Exercise passage:
+++

Researchers from Macquarie University have published the world's first ever consensus-based recommendations on exercise as part of the management of lower limb lymphoedema.
An estimated 70,000 Australians and as many as 250 million people worldwide live with lymphoedema, an incurable chronic condition in which fluid accumulates in the limbs, causing swelling, pain, physical distortion and impaired function.

Macquarie University researchers Dr Luke Davies and Dr Belinda Thompson have contributed to world-first recommendations confirming exercise as essential therapy for lower-limb lymphoedema.
The consensus-based framework, published in the journal Disability and Rehabilitation, strongly supports exercise – once thought likely to trigger lymphoedema or make it worse – as a fundamental component of lymphoedema management.
"It's clear from the amount of evidence supporting its use that exercise should be part of our comprehensive care for people with lymphoedema," says Dr Luke Davies of the Department of Health Sciences at Macquarie, first author of the paper.
"But we were surprised to find no published recommendations about the role of exercise in managing lower limb lymphoedema.
"There were umpteen resources for exercise prescription, guidance and recommendations for upper limb lymphoedema – probably because most cases there are related to breast cancer – but absolutely nothing for the lower limb."
Building the framework
Dr Davies, along with fellow researchers and clinicians from the Australian Lymphoedema Education, Research and Treatment (ALERT) Centre at Macquarie University, recruited an international panel of experts on exercise for lower limb lymphoedema and used the Delphi method, a structured two-way communication and review process, to develop agreement on exercise recommendations.

+++

Data provided:
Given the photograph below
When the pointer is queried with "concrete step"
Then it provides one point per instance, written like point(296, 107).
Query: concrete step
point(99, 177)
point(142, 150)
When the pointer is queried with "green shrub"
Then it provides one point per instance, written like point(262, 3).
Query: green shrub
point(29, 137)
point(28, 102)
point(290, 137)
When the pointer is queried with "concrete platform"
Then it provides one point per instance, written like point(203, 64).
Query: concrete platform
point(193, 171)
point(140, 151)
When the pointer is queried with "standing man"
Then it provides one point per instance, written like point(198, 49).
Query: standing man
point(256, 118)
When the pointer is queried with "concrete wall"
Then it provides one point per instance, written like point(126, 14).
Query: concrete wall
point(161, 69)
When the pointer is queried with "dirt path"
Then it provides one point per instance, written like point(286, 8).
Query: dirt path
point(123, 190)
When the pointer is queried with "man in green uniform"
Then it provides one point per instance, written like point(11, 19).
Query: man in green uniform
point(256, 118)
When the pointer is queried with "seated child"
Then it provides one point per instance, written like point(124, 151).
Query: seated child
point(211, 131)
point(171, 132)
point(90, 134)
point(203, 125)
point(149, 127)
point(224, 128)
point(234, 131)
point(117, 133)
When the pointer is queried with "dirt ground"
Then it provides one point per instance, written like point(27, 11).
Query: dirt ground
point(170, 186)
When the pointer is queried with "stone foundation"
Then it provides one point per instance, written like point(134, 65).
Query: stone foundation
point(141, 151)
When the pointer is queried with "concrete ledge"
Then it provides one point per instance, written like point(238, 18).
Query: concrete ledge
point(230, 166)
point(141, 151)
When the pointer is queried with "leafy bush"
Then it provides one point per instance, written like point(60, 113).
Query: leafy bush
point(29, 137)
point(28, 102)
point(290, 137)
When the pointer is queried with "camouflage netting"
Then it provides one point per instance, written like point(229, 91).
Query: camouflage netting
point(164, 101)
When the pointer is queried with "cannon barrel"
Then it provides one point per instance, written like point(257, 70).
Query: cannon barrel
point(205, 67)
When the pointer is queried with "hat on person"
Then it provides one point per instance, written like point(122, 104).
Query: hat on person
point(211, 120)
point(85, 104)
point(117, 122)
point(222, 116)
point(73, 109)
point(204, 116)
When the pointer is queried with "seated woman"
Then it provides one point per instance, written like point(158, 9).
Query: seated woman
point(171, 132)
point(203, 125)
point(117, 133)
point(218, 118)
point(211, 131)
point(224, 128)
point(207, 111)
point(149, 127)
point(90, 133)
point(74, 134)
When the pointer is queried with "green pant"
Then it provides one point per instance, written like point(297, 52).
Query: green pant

+++

Task goal: Render this sentence from the lymphedema text in Spanish: "An estimated 70,000 Australians and as many as 250 million people worldwide live with lymphoedema, an incurable chronic condition in which fluid accumulates in the limbs, causing swelling, pain, physical distortion and impaired function."

Written response: Se calcula que unos 70.000 australianos y hasta 250 millones de personas en todo el mundo viven con linfedema, una afección crónica incurable en la que se acumula líquido en las extremidades, lo que provoca hinchazón, dolor, deformación física y deterioro de la función.